LATE MRS WINNIE NTOMBOXOLO MANELI

Classified
Maneli 16 July 2021 Classified

LATE MRS WINNIE NTOMBOXOLO MANELI

– A pioneer woman

It is with great sadness to announce the passing of Mrs Winnie Ntomboxolo Maneli – a wife, mother, grandmother, aunt, retired school principal and a devout servant of the church of Jesus Christ.

Winnie was born on the 29th of July 1934 to the late Mr Albert Mazwi and Mrs Nomavuso Pauline Ntlokwana. She was born in Ngcothi, a small rural village in Qumbu in the Eastern Cape. Winnie’s mother defied the laws that separated husbands and wives when she left Ngcothi in 1933, to join her husband, who had gone to Cape Town to seek work as a labourer.    

Winnie passed her matric with flying colours at Langa High School in Cape Town, being one of the top two students in the country and as a result, was awarded a scholarship to study at the University of Fort Hare. In Fort Hare, she graduated with an Honours Degree in Latin, as well as a teaching diploma.

Winnie treaded her own path at a time when it was uncommon to see women enter the spaces she navigated. As Leonie Joubert expressed in her feature article, Tea at Winnie’s, “if Bantu Education was supposed to produce ‘garden boys’ and ‘maids’, the system failed spectacularly with the Maneli family. Winnie and Xhala’s bookshelves bear testimony to this in grand style – from Arnold J. Toynbee’s A Study of History, to volume after volume of weathering Encyclopaedia Britannica and Collins Encyclopaedia, leaning this way and that into a tidy herringbone pattern, book-ended by an Oxford-published Latin dictionary thick enough to stop a door.”

She was the first female principal at Amabhele Secondary School in Krwakrwa, a Tyhume Village and continued to hold this position in Mpambani Senior Secondary School and Thubalethu High School where her final years of her career, ending in 1995 were spent. She also served as a teacher at Nathaniel Nyaluza and Healdtown Secondary School for a few years.

Extracted data.
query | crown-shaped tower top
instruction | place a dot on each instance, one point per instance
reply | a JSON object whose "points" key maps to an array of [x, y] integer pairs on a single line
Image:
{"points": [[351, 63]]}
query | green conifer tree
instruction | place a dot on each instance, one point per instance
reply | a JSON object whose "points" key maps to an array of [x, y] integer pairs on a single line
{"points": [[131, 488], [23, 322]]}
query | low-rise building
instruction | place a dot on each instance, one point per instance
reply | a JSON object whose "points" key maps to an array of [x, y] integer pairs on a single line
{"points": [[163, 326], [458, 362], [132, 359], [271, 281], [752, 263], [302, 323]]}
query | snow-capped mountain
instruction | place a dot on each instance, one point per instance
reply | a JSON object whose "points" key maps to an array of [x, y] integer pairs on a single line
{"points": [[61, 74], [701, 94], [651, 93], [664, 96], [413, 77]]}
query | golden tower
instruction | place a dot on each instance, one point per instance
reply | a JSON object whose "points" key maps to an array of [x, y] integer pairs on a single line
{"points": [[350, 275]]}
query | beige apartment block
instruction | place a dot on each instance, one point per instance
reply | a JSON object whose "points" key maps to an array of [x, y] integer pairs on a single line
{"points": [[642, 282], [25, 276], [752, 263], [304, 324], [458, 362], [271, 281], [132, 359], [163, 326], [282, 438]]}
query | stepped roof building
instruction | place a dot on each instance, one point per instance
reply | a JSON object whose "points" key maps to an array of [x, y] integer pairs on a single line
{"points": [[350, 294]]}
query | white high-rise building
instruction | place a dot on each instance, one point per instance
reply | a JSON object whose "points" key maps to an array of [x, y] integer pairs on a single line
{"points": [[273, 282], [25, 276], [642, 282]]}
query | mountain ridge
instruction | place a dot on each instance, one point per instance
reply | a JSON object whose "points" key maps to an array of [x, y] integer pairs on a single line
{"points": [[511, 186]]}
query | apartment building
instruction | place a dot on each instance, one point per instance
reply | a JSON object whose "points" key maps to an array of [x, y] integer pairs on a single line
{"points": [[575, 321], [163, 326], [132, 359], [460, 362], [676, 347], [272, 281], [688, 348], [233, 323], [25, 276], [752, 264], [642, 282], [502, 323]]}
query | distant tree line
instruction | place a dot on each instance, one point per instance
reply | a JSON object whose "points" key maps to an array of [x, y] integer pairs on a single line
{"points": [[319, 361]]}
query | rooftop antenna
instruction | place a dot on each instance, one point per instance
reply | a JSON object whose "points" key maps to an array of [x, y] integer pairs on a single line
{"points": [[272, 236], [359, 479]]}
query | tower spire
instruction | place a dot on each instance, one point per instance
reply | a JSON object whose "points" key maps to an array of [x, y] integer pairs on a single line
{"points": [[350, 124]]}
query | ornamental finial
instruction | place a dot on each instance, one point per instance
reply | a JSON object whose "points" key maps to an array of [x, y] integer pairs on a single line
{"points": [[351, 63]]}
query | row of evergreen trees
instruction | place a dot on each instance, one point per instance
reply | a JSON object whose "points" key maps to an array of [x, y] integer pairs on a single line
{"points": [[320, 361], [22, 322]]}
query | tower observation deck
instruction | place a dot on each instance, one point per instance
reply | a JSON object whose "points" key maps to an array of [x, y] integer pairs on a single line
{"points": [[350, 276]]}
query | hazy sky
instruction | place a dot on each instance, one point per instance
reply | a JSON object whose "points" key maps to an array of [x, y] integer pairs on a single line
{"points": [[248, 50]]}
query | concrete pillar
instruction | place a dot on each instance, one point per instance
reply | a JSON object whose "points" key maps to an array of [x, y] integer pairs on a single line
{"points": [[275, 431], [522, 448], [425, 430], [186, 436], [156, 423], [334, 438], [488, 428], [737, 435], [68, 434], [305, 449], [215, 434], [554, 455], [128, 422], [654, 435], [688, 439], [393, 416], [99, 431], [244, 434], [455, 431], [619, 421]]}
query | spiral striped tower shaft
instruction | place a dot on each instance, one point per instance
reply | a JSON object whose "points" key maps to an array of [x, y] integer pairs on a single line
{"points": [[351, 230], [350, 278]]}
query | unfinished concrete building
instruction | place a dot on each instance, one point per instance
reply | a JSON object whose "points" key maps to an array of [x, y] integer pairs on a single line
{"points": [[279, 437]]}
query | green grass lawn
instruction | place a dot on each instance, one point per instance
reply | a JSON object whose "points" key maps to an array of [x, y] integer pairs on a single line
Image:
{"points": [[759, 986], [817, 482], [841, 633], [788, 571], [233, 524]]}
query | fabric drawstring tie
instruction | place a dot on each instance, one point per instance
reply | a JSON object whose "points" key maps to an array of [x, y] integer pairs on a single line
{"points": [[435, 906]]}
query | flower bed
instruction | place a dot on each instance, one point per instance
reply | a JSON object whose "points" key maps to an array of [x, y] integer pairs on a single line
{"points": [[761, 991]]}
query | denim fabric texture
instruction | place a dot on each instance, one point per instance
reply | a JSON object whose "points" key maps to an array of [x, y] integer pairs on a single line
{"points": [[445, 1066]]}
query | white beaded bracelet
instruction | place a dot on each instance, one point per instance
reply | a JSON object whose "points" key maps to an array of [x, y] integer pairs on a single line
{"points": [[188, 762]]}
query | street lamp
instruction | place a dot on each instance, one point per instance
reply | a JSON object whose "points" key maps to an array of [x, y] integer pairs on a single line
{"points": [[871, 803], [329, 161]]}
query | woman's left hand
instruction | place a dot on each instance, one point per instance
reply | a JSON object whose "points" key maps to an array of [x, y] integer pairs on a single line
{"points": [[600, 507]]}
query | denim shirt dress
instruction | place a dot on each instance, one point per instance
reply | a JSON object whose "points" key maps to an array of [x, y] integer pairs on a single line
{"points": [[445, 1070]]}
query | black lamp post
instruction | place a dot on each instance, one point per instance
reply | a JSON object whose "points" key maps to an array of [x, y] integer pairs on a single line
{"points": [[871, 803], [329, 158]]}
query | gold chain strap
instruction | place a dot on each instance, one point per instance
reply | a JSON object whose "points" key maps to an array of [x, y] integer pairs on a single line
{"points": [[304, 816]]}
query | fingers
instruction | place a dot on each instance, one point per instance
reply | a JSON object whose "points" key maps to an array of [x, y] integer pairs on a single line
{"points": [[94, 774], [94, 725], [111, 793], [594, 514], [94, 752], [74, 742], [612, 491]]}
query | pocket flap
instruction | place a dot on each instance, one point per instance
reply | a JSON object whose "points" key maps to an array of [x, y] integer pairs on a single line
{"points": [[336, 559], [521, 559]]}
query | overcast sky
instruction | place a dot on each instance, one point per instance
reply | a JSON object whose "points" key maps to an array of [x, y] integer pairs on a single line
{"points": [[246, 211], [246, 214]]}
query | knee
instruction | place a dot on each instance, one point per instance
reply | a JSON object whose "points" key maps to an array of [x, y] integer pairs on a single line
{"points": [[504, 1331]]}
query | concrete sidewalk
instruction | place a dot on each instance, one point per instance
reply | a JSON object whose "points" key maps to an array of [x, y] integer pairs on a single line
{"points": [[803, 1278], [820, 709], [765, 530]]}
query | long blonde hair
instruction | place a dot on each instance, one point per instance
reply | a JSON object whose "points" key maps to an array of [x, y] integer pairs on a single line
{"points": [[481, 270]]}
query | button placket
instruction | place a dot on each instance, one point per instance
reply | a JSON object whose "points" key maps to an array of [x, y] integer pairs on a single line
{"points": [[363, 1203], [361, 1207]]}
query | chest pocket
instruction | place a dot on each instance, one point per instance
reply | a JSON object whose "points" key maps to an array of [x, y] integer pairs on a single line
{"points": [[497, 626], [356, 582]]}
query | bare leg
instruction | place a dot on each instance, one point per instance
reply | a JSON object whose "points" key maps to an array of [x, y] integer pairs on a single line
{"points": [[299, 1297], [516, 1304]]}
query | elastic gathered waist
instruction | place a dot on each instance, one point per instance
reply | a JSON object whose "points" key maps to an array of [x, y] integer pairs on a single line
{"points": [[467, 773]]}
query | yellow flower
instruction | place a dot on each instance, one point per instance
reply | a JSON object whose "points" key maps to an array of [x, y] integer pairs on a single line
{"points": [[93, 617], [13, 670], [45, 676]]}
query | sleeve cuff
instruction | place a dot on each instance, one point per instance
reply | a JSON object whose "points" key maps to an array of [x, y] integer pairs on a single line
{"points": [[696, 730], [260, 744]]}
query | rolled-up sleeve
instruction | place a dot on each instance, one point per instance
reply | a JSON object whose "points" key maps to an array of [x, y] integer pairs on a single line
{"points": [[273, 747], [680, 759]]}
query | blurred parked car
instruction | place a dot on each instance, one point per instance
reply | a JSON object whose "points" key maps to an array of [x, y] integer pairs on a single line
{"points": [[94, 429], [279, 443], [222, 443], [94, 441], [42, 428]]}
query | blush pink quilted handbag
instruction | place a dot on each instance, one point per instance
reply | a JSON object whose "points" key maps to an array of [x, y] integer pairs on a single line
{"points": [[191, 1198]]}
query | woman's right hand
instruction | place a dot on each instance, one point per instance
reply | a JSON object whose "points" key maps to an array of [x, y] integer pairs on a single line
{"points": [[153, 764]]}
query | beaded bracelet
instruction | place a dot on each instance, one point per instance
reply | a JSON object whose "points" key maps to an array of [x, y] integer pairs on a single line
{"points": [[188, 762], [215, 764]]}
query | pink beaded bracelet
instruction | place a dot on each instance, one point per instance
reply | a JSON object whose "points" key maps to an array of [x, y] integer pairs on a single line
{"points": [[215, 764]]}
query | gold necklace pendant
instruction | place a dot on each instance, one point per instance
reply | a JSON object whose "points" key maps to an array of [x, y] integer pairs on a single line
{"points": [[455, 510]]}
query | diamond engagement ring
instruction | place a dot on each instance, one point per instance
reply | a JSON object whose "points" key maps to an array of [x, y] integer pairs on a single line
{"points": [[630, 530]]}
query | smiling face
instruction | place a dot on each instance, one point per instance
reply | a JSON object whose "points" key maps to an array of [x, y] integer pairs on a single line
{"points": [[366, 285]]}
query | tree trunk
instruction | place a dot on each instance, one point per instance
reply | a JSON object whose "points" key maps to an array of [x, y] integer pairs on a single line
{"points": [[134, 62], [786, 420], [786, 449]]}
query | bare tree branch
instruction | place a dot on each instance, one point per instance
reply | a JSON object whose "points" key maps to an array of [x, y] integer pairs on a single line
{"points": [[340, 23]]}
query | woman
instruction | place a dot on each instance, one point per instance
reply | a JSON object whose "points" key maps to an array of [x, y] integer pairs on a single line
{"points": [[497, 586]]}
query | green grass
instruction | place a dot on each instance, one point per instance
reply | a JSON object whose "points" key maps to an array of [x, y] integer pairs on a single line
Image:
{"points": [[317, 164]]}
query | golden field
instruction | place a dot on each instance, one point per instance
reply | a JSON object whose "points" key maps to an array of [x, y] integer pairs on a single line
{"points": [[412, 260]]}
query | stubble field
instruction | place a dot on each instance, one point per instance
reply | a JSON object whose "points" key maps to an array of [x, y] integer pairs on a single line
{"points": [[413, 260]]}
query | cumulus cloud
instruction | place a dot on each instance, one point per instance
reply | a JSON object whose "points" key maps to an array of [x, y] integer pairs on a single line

Exercises.
1. In the obituary of Winnie Ntomboxolo Maneli, at which school did she pass her matric?
2. Copy the part of the obituary of Winnie Ntomboxolo Maneli starting at "It is with great" and ending at "a teaching diploma.".
3. Carry on writing the obituary of Winnie Ntomboxolo Maneli from the point where it stops.
You can do this work without the entries.

Answers by task.
1. Langa High School in Cape Town.

2.
It is with great sadness to announce the passing of Mrs Winnie Ntomboxolo Maneli – a wife, mother, grandmother, aunt, retired school principal and a devout servant of the church of Jesus Christ.

Winnie was born on the 29th of July 1934 to the late Mr Albert Mazwi and Mrs Nomavuso Pauline Ntlokwana. She was born in Ngcothi, a small rural village in Qumbu in the Eastern Cape. Winnie’s mother defied the laws that separated husbands and wives when she left Ngcothi in 1933, to join her husband, who had gone to Cape Town to seek work as a labourer.    

Winnie passed her matric with flying colours at Langa High School in Cape Town, being one of the top two students in the country and as a result, was awarded a scholarship to study at the University of Fort Hare. In Fort Hare, she graduated with an Honours Degree in Latin, as well as a teaching diploma.

3.
As someone who truly valued education, after retirement, she converted one of the homes in her yard into a finishing school, where she helped matriculants improve their English and Biology marks. She was also heavily involved in an NGO called Tyhume Valley Schools. This is an organisation with roots in the UK that empowers primary schools in the Tyhume Valley by providing resources such as reading clubs, training courses, and study camps, just to name a few.

Winnie’s pioneering spirit continued to shine during her years of retirement as she devoted her time serving her local church and uplifting her community. She was an active member and elder of the Uniting Presbyterian Church, in the Macfarlan branch in the Tyhume region.

For about 20 years from 2000, Winnie co-ordinated a partnership between the Macfarlan congregation and an American Presbyterian church called Mission at the Eastward. She was also part of the Macfarlan delegation that visited this church in Maine – USA in July 2004. This partnership supported and birthed several initiatives such as the Heifer International Poultry Project, Upper Ncera Clinic Support, Supporting ARVT in the Tyhume Valley; Agricultural Projects; Computer and Communications for Partnership Activities.

She continued working tirelessly on these community projects until she had to retire from them due to old age.

Mrs Winnie Maneli passed away peacefully on Sunday, the 4th of July 2021 on her 87th year - surrounded by her children and grandchildren.

Winnie is survived by her three daughters Nondwe Majodina, Nozipho Mkiva, and Nompumelelo Maneli, her eight grandchildren Ncumisa Zibi, Thulisa Majodina, Solanga Mkiva, Zimasa Majodina, Bongolomzi Mkiva, Phelokazi Mkiva, Avile Maneli and Achuma Mahlangu, her two great-grandchildren, Solanga Ezra and Khuze Eli Mkiva as well as nephews and nieces.

The funeral service is scheduled for 8 a.m. on July 16th, 2021 and will be conducted by the Uniting Presbyterian Church of South Africa at her home in Alice. Due to the current Covid-19 regulations, only immediate family and speakers will attend the funeral service at the home.

Winnie was the epitome of love and instilled the importance of family, unity, education, and empowering those around you. The impact she had on her family and community shows what hard work, determination, resilience and love can achieve.

Rest well, Maduma. Ugqatso ulufezile!